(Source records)
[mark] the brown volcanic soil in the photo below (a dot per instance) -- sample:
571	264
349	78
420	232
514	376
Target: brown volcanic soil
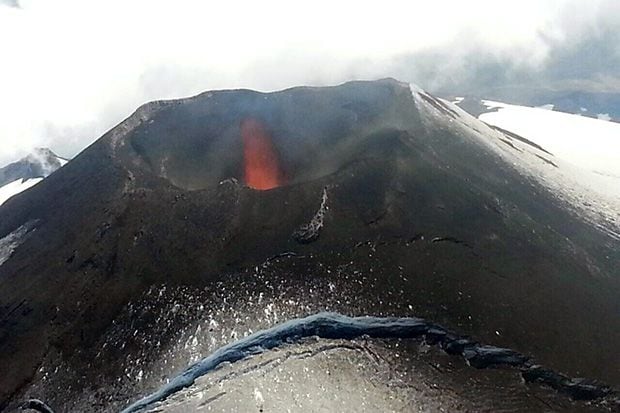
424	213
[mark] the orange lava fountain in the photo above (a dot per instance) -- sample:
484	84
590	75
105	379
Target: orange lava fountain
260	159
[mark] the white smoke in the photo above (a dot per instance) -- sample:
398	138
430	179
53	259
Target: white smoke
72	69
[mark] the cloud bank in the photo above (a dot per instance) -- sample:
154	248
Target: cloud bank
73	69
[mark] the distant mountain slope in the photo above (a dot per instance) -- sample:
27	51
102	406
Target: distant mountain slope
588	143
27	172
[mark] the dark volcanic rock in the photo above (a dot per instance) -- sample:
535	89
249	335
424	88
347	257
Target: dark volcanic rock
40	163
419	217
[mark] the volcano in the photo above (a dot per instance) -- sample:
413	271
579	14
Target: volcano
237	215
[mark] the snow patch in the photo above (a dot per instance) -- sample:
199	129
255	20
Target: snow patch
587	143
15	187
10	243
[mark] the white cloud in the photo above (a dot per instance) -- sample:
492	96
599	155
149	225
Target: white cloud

Required work -> Only the count, nothing else: how many lines of the records hold the word "instance"?

Answer to the problem -> 9